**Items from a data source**
•••
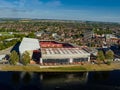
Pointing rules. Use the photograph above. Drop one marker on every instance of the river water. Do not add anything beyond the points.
(107, 80)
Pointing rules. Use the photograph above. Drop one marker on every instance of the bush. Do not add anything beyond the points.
(108, 63)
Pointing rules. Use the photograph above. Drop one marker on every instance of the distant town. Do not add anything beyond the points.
(58, 42)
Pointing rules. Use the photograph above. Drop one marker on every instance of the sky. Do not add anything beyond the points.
(90, 10)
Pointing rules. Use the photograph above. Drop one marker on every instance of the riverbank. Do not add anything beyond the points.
(69, 68)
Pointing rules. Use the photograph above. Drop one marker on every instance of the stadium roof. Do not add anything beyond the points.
(29, 44)
(59, 53)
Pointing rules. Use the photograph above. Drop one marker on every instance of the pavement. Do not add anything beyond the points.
(6, 51)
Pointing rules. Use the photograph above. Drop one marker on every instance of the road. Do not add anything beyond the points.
(6, 51)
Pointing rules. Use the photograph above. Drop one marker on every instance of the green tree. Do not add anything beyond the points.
(109, 55)
(25, 58)
(100, 56)
(31, 35)
(14, 58)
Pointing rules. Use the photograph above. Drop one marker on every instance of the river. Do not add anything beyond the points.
(107, 80)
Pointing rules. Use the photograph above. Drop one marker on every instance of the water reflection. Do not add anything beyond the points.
(60, 81)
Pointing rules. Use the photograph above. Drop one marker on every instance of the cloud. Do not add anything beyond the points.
(54, 3)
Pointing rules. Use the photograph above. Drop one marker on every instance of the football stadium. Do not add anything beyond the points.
(53, 52)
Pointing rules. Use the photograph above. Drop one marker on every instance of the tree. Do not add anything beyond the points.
(25, 58)
(109, 55)
(14, 57)
(100, 56)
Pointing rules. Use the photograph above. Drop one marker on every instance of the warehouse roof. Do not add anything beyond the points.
(29, 44)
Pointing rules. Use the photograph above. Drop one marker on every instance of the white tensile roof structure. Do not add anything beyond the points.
(29, 44)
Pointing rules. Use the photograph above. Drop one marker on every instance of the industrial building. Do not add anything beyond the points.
(53, 53)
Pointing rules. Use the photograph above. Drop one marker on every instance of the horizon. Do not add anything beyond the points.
(83, 10)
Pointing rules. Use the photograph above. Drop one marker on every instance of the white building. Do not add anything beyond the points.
(29, 44)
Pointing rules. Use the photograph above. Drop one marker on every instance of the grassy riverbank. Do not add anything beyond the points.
(78, 68)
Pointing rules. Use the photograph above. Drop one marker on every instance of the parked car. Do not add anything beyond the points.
(117, 59)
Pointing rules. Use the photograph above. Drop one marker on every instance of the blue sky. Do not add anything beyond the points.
(92, 10)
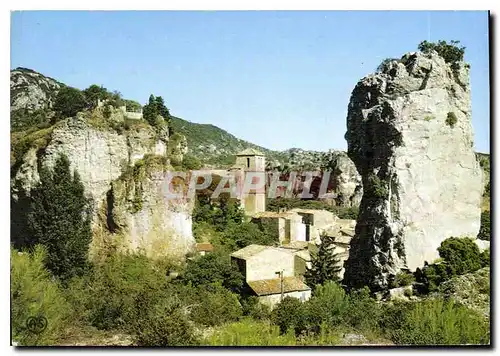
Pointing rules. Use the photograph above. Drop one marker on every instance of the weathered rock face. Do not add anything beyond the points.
(31, 91)
(347, 184)
(102, 156)
(409, 133)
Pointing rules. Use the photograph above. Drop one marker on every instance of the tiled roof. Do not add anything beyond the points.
(271, 214)
(250, 152)
(204, 246)
(249, 251)
(273, 286)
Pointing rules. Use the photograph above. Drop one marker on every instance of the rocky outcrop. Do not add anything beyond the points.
(31, 91)
(410, 136)
(346, 188)
(128, 214)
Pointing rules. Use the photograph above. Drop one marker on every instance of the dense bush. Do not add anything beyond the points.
(402, 279)
(377, 189)
(328, 305)
(154, 108)
(290, 314)
(191, 163)
(214, 305)
(385, 63)
(166, 324)
(434, 322)
(431, 276)
(69, 101)
(119, 291)
(460, 254)
(34, 293)
(93, 94)
(325, 263)
(485, 258)
(451, 52)
(213, 268)
(451, 119)
(485, 230)
(254, 309)
(60, 219)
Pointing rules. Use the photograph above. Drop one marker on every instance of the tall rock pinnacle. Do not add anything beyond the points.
(410, 136)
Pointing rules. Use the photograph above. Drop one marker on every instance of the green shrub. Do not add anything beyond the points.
(460, 254)
(485, 230)
(69, 101)
(383, 65)
(485, 258)
(451, 52)
(165, 325)
(215, 305)
(290, 314)
(34, 293)
(121, 289)
(451, 119)
(431, 276)
(363, 311)
(254, 309)
(328, 305)
(213, 268)
(106, 112)
(191, 163)
(377, 188)
(402, 279)
(250, 333)
(325, 264)
(434, 322)
(60, 219)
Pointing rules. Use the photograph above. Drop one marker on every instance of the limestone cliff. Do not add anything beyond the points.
(410, 135)
(103, 151)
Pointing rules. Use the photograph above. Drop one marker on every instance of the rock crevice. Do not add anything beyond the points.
(421, 179)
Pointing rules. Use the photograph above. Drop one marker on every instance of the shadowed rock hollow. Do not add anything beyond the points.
(410, 136)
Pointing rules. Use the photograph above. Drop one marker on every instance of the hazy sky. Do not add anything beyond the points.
(277, 79)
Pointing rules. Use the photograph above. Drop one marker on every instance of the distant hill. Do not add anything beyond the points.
(214, 145)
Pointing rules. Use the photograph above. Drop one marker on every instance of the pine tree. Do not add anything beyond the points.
(60, 219)
(324, 264)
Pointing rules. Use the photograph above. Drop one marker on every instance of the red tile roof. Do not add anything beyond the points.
(273, 286)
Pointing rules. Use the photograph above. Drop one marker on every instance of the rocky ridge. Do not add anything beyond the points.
(410, 136)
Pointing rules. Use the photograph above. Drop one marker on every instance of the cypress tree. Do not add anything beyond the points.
(60, 219)
(324, 264)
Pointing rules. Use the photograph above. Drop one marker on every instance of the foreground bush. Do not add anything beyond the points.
(250, 333)
(434, 322)
(118, 291)
(166, 324)
(214, 305)
(329, 305)
(34, 293)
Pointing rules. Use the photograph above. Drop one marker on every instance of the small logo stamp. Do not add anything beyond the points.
(36, 324)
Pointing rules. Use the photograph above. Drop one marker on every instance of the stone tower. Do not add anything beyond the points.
(251, 161)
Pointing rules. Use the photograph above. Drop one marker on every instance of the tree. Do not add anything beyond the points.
(485, 230)
(324, 264)
(154, 108)
(93, 94)
(460, 254)
(69, 101)
(385, 62)
(60, 219)
(214, 268)
(290, 313)
(451, 52)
•••
**Exercise**
Without the images, output all the entries exactly as they stand.

**Response for this exercise**
Pointing rules. Use the photograph above. Drop one marker on every instance of the river water. Do not add anything beyond the points.
(107, 80)
Pointing rules. Use the photograph above. Drop one marker on every instance of the bush. Do not add anything beyond the points.
(108, 63)
Pointing rules. Use the photograph above. Drop one marker on every instance of the distant town. Do not add anything beyond the points.
(58, 42)
Pointing rules. Use the photograph above. Drop one marker on every instance of the sky. Do not add anything beyond the points.
(90, 10)
Pointing rules. Use the photograph above. Drop one marker on every instance of the riverbank. Do not add anything beyond the points.
(69, 68)
Pointing rules. Use the photograph above. Drop one marker on every instance of the stadium roof. Do not add anything beyond the points.
(29, 44)
(59, 53)
Pointing rules. Use the photograph above. Drop one marker on every instance of the pavement. Do not add anything beyond the points.
(6, 51)
Pointing rules. Use the photograph above. Drop one marker on every instance of the road. Do not add anything beyond the points.
(6, 51)
Pointing rules. Use the photograph above. Drop one marker on every instance of the green tree. Do not add anything beyond the points.
(109, 55)
(25, 58)
(100, 56)
(31, 35)
(14, 58)
Pointing rules. Use the photograph above. Drop one marker on every instance of the river. Do not add anything beyond the points.
(107, 80)
Pointing rules. Use the photograph above. Drop one marker on every instance of the water reflection. Do not add anything beyond the points.
(60, 81)
Pointing rules. Use the photograph above. Drop one marker on every instance of the cloud. Do not add anything beyond the points.
(54, 3)
Pointing rules. Use the photograph above. Drop one marker on every instance of the football stadium. Do not add anything beyond the points.
(53, 52)
Pointing rules. Use the photograph above. Drop one marker on every instance of the tree. Do not add anything beyond the points.
(25, 58)
(109, 55)
(14, 57)
(100, 56)
Pointing rules. Use the photograph above. Drop one marker on every instance of the warehouse roof. Do not add anything beyond the points.
(29, 44)
Pointing rules. Use the photograph above. Drop one marker on every instance of the white tensile roof structure. Do not add anything beyond the points.
(29, 44)
Pointing rules. Use the photograph above. Drop one marker on every instance of the industrial building. Do not add anything beyond the points.
(53, 53)
Pointing rules. Use the photograph above. Drop one marker on every instance of the horizon. Do not add anything beyond the points.
(83, 10)
Pointing rules. Use the photograph above. Drop one marker on every instance of the white building. Do not add anything beyond the points.
(29, 44)
Pointing rules. Use the photograph above. Drop one marker on every instance of the grassy riverbank. Do not add anything beyond the points.
(78, 68)
Pointing rules. Use the photograph above. Drop one marker on every instance of the parked car. Do not add anything beyond the points.
(117, 59)
Pointing rules. Use the photograph above. Drop one marker on every instance of the blue sky. Do not add anything beyond the points.
(92, 10)
Pointing rules. Use the photograph above. Drop one marker on every instance of the weathered rock face. Do not add anything beyond the points.
(31, 91)
(347, 184)
(102, 156)
(409, 133)
Pointing rules. Use the photograph above. Drop one marker on every instance of the tiled roof. Do not add anything beyond the points.
(271, 214)
(250, 152)
(204, 246)
(249, 251)
(273, 286)
Pointing rules. Use the photograph above. Drop one marker on every instance of the rocky outcrop. Do not add anything beyond the points.
(31, 91)
(410, 136)
(346, 188)
(128, 214)
Pointing rules. Use the photograph above. Drop one marker on every instance of the dense bush. Do not add anything beyond the points.
(402, 279)
(377, 189)
(328, 305)
(154, 108)
(290, 314)
(191, 163)
(214, 305)
(385, 63)
(166, 324)
(434, 322)
(431, 276)
(69, 101)
(119, 291)
(460, 254)
(34, 293)
(93, 94)
(325, 263)
(485, 258)
(451, 52)
(213, 268)
(451, 119)
(485, 230)
(254, 309)
(60, 219)
Pointing rules. Use the photograph above. Drop one marker on every instance of the tall rock pinnacle. Do not add anything beyond the points.
(410, 136)
Pointing rules. Use the photograph above. Drop one marker on every instance of the green shrub. Do not add anything beyond the points.
(460, 254)
(485, 230)
(69, 101)
(383, 65)
(485, 258)
(451, 52)
(165, 325)
(215, 305)
(290, 314)
(34, 293)
(121, 289)
(451, 119)
(431, 276)
(363, 311)
(254, 309)
(328, 305)
(213, 268)
(106, 112)
(191, 163)
(377, 188)
(402, 279)
(250, 333)
(325, 264)
(434, 322)
(60, 219)
Pointing rules. Use the photograph above. Drop one marker on every instance of the limestone cliff. Do not add anything beyond the points.
(410, 135)
(103, 151)
Pointing rules. Use the photograph above. Drop one marker on every instance of the rock crevice. Do not add anything beyond the points.
(421, 179)
Pointing rules. Use the photograph above. Drop one marker on every instance of the shadowed rock hollow. Do not add anything beyond the points.
(410, 136)
Pointing rules. Use the photograph above. Drop one marker on every instance of the hazy sky. Do not add anything beyond the points.
(277, 79)
Pointing rules. Use the photograph above. Drop one marker on every instance of the distant hill. Do not add anything beyond the points.
(214, 145)
Pointing rules. Use the photograph above. Drop one marker on every instance of the pine tree. Do not add anything beyond the points.
(60, 219)
(324, 264)
Pointing rules. Use the photograph above. Drop one marker on every instance of the red tile roof. Do not add anything beyond the points.
(273, 286)
Pointing rules. Use the photograph above. Drop one marker on every instance of the rocky ridge. Do not add anything beyond the points.
(410, 136)
Pointing rules. Use the photograph above. Drop one marker on every instance of the cypress tree. Do not add anything beyond the points.
(60, 219)
(324, 264)
Pointing rules. Use the photograph above. Drop one marker on every instance of the foreground bush. Do not add anything beyond the points.
(250, 333)
(434, 322)
(118, 291)
(166, 324)
(214, 305)
(329, 305)
(34, 293)
Pointing rules. Use the photograph above. Drop one marker on every instance of the small logo stamp. Do not add anything beyond the points.
(36, 324)
Pointing rules. Use the photograph above. Drop one marker on every instance of the stone tower. Do not add anything beyond the points.
(251, 161)
Pointing rules. Use the photograph above. Drop one marker on every instance of the tree. Do not add anything beyond the points.
(485, 230)
(324, 264)
(154, 108)
(93, 94)
(460, 254)
(69, 101)
(385, 62)
(60, 219)
(214, 268)
(290, 313)
(451, 52)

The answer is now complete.